Entries from a point annotation set
>> start

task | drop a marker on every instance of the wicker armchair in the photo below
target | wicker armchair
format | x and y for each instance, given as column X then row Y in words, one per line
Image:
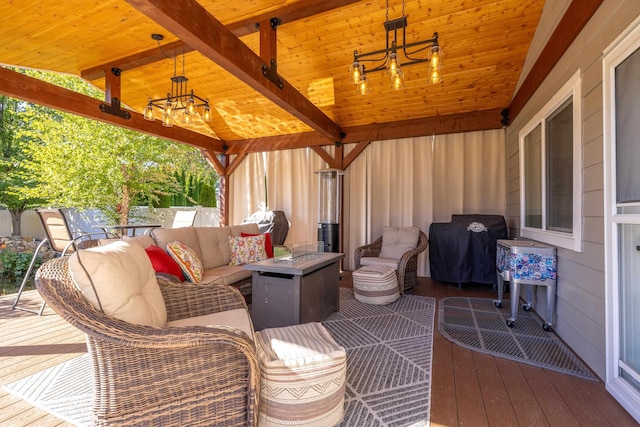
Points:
column 148, row 375
column 407, row 266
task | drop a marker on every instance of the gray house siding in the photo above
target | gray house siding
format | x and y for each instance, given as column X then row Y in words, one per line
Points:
column 580, row 313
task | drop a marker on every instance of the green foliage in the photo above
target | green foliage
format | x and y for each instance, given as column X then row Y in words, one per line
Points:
column 71, row 161
column 12, row 154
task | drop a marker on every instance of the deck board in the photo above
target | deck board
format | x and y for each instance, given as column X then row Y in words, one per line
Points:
column 468, row 388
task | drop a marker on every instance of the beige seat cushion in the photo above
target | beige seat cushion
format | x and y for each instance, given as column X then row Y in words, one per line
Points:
column 237, row 318
column 376, row 284
column 225, row 275
column 396, row 241
column 119, row 279
column 388, row 262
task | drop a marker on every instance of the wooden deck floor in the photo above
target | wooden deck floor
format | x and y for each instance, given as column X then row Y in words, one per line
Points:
column 468, row 388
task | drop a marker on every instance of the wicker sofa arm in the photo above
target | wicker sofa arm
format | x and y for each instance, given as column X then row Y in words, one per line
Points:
column 408, row 265
column 186, row 299
column 157, row 375
column 372, row 249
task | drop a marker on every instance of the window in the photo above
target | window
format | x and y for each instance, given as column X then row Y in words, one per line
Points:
column 551, row 171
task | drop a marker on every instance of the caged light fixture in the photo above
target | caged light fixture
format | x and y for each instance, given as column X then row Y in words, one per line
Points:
column 178, row 100
column 389, row 59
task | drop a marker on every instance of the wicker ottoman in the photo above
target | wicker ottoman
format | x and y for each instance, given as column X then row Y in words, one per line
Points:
column 375, row 284
column 302, row 376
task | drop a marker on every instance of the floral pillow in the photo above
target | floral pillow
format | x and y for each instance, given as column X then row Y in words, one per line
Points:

>> end

■ Written problem
Can you set down all of the entries above again word for word, leaving out the pictures?

■ Worked solution
task | drop a marker on every instance of the wicker armchair in the photo below
target | wicker armchair
format | x and y for each instance, given as column X then row Y in words, one per line
Image:
Points:
column 148, row 375
column 407, row 266
task | drop a marker on every instance of the gray house siding in the photo above
target | gray house siding
format | x and y for each instance, given as column X then row Y in words, one per line
Points:
column 580, row 313
task | drop a marker on every instance of the green foliage in the photo above
target | green foliage
format | x and y for each instance, given as column X then row Y in words, one per line
Points:
column 71, row 161
column 12, row 154
task | drop a marker on every instance of the deck board in the photo above
target | deck board
format | x and y for each instance, given as column X then row Y in words, one per line
Points:
column 468, row 388
task | drop a marker on every instance of the beige seat cushion in the photo above
target | beige seat cushion
format | x and y for each instance, given as column X then row Y in words, one per line
Points:
column 237, row 318
column 376, row 284
column 225, row 275
column 396, row 241
column 119, row 279
column 388, row 262
task | drop a marker on every instance of the wooden deck floor in the photo above
target | wooden deck floor
format | x and y for each instance, given as column X then row Y in words, one per line
Points:
column 468, row 388
task | drop a marker on every instance of the wicker sofa arm in the photo above
target | wicker sofa arm
format | x and y for each instance, given as column X then row Y in words, one per line
Points:
column 408, row 265
column 186, row 299
column 157, row 375
column 372, row 249
task | drop a marker on every instance of the window in the photo above
target | window
format | x and y for each instance, given as column X then row Y in words, one per line
Points:
column 551, row 171
task | drop a marker on every instance of the caged light fixture in the photo above
target | caged light fixture
format | x and y for each instance, given as column X then row Y in words, one per line
Points:
column 178, row 100
column 389, row 59
task | drop a marker on every instance of the wicker ottoman in the photo above
target | wicker ottoman
format | x and y for each instance, given as column X then row Y in words, one per line
Points:
column 375, row 284
column 302, row 376
task | drop a marker on every instance of the floral pillow in the photo above
target | floral pillow
format | x and y for each instance, given as column X then row Y in words, one per line
Points:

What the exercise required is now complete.